◆ INSTRUÇÕES DE TRABALHO ◆
**1.** Responda com base no texto sobre a geração Z:
(a) Para resolver que tipo de coisa os adultos consultavam a geração Z?
(b) Entre quais dois grupos o texto diz que a diferença certamente existe?
(c) Quais duas causas o texto aponta para os zoomers mais velhos não terem sido preparados para o mercado de trabalho?
**2.** Dê continuidade ao texto sobre a geração Z, começando logo após a última frase apresentada.

Mas o sentimento continua sendo justo. Não éramos nós — a geração Z — que entendíamos de tecnologia e éramos consultados pelos adultos para solucionar tudo, desde problemas na televisão a instalação de anti-vírus no computador? Sim, éramos. E foi aí que percebi que eu não sou da mesma geração que esses mesmos zoomers. Essa diferença certamente existe entre os mais jovens, k-popeiros de Twitter, e os mais velhos e cansados como eu.

O mesmo vale para a questão da "black pill". Os zoomers mais velhos já estão no mercado de trabalho e, como o próprio professor apontou, passam por dificuldades absurdas por não terem sido preparados para isso, seja por uma educação fraca e ultrapassada ou por redomas criadas por gente de gerações anteriores para protegê-los. É praticamente inevitável ter certo pessimismo e indiferença quando se está nessa posição, e falo por experiência própria. E aqui eu acredito que posso expandir no que é o problema, e o próprio Freire já apontou para isso, ainda que não tenha sido a primeira pessoa a falar nisso com a qual eu tive contato.

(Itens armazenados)
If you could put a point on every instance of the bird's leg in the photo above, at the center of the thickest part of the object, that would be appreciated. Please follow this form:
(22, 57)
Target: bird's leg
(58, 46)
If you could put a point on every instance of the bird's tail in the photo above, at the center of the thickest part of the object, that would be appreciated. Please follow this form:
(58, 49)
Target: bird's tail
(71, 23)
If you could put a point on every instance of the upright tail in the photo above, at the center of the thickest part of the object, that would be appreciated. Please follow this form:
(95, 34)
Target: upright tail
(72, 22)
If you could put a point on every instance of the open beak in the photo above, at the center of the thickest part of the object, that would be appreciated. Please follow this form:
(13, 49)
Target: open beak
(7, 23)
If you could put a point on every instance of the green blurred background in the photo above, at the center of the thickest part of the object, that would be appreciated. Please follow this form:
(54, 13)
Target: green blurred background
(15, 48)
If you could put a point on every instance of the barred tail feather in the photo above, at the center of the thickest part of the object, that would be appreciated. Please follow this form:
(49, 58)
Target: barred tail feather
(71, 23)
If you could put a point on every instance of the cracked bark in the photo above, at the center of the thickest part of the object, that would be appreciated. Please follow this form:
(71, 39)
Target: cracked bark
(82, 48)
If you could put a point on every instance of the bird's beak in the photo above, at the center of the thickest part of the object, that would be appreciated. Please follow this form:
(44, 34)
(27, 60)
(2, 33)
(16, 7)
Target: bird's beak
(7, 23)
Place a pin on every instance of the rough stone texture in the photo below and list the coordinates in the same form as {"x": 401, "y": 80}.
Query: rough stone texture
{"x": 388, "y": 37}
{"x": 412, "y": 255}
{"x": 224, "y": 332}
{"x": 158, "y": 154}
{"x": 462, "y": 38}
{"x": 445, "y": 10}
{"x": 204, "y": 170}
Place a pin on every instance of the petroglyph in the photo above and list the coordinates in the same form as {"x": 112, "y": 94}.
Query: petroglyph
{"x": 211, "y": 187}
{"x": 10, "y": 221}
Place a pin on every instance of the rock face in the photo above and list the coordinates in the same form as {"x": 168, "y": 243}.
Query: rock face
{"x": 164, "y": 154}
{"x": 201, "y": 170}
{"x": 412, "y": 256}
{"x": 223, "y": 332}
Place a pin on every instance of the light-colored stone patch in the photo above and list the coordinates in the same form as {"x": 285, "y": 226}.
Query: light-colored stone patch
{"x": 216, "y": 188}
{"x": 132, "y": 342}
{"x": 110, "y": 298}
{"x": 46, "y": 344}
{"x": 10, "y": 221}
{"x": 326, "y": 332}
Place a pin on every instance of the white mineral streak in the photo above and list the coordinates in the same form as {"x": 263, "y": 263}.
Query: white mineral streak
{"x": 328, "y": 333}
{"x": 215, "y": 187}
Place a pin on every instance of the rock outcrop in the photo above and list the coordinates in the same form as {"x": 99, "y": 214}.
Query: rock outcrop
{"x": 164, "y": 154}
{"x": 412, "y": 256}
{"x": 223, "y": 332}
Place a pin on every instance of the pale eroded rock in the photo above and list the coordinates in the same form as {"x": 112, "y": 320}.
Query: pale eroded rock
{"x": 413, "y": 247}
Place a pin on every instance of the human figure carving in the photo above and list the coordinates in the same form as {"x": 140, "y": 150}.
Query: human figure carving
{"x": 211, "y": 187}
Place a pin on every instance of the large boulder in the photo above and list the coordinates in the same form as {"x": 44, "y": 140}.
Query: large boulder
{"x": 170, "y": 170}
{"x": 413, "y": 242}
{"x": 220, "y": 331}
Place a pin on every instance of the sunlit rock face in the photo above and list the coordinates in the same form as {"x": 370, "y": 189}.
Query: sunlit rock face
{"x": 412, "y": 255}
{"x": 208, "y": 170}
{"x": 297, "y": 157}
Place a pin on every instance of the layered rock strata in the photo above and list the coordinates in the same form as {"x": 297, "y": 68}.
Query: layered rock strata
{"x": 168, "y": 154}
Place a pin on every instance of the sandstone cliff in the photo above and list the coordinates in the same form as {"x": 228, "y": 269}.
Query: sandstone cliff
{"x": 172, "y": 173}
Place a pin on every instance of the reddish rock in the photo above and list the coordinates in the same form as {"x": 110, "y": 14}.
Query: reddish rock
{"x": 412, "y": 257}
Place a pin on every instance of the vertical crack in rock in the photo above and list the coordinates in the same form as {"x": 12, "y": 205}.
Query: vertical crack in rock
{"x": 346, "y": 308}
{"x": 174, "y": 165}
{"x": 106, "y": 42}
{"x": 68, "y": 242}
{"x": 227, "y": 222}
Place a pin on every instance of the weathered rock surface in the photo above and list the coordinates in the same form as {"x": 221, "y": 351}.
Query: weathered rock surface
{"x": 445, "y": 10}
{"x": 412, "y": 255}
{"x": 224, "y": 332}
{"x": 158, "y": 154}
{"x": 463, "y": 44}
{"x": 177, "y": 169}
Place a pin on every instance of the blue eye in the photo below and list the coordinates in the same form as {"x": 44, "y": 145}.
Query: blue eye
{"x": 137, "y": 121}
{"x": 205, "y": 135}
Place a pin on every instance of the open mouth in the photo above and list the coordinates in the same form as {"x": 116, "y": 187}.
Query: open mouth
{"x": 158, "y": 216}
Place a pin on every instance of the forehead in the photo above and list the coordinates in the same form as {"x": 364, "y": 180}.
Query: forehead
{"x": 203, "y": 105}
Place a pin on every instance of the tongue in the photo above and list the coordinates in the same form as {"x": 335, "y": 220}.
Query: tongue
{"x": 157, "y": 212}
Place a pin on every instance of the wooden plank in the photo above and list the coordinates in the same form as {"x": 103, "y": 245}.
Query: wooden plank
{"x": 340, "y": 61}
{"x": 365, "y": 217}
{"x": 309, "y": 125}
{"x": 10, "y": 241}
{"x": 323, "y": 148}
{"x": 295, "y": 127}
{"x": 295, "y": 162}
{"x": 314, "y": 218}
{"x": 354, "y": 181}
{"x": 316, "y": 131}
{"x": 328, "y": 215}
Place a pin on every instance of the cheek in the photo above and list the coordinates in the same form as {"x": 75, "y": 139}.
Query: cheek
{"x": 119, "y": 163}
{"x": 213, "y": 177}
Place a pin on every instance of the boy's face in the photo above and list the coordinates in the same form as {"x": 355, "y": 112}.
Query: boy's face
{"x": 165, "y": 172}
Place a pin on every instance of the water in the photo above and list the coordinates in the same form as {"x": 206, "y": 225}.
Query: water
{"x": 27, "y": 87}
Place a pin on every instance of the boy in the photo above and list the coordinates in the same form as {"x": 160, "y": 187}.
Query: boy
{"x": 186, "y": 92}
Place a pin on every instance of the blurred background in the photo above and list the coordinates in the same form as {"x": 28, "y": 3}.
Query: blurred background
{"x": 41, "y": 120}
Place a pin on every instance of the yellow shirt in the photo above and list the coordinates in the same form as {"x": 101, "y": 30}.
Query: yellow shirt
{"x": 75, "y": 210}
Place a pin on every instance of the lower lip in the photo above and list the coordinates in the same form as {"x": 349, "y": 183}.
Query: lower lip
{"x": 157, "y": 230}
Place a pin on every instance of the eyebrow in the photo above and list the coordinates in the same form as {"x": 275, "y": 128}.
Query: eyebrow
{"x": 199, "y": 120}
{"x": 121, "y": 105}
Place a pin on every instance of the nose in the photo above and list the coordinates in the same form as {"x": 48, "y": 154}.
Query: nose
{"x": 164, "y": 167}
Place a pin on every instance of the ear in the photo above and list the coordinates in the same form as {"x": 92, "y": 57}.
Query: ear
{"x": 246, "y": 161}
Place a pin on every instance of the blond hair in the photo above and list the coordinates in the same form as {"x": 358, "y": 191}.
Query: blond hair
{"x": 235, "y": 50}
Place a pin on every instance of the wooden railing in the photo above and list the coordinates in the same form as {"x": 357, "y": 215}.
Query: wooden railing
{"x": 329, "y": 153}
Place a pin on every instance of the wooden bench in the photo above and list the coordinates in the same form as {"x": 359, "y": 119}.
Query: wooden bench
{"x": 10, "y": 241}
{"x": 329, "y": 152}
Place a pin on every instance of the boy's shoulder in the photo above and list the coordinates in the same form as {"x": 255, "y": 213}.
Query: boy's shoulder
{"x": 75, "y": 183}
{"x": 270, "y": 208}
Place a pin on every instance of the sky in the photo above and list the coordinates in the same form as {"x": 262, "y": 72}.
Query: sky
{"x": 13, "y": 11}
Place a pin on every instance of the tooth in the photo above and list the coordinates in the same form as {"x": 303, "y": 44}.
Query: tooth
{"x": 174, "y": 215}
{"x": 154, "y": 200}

◆ RESPOSTAS DOS EXERCÍCIOS ◆
**1.**
(a) Para solucionar tudo, desde problemas na televisão até a instalação de antivírus no computador.
(b) Entre os mais jovens, k-popeiros de Twitter, e os mais velhos e cansados.
(c) Uma educação fraca e ultrapassada, ou redomas criadas por gente de gerações anteriores para protegê-los.

**2.**
Boomer state of mind — a Economia Boomer

Economia Boomer não é um termo que eu inventei. Luke Smith, o Unaboomer, provavelmente foi a primeira pessoa usando esse termo que eu cheguei a ver. O que ele quis dizer por "economia boomer" é exatamente o que soa: a maneira boomer de enxergar a economia. Nos EUA e progressivamente mais no Brasil, isso significava basicamente: ir para a universidade, se dedicar, ir para uma empresa que exige diploma para um bom cargo, crescer lá para poder sustentar, quando muito, seu único filho de uma maneira extremamente "sheltered".

Boomers não entendem que isso é insustentável porque eles não conseguem compreender o funcionamento de um sistema econômico fora dessa estrutura. Para a geração boomer, realmente, um diploma era um diferencial, afinal, como o professor Freire aponta, os níveis de analfabetismo eram altos, e especialmente numa época onde absolutamente tudo era estatal, se tornava uma garantia de concorrer a uma vaga extremamente farta. Mas conforme seus filhos e netos vão passando pelo mesmo processo, a realidade se impõe, e acaba que temos diplomas demais para empregos de menos, então cargos básicos começam a ser mais e mais exigentes. Mas a verdade é que ter um diploma deveria ser visto como diferencial negativo.

O problema é mais fundo que isso, ainda. Eu diria que a ideia de que educação deve ser algo para formar pessoas para o mercado de trabalho é o epítome da economia boomer. Obviamente não concordo com educação revolucionária — ou centralizada de qualquer forma, diga-se de passaem. Meu ponto é que a educação deveria ser para um desenvolvimento intelectual, estético, criativo e humano da pessoa. Meu ensino formal foi completamente zumbificado do começo ao final. Os bons professores que tive, carrego para sempre comigo em minhas memórias, mas no geral foi tudo um grande borrão me preparando para provas inúteis no grande esquema das coisas.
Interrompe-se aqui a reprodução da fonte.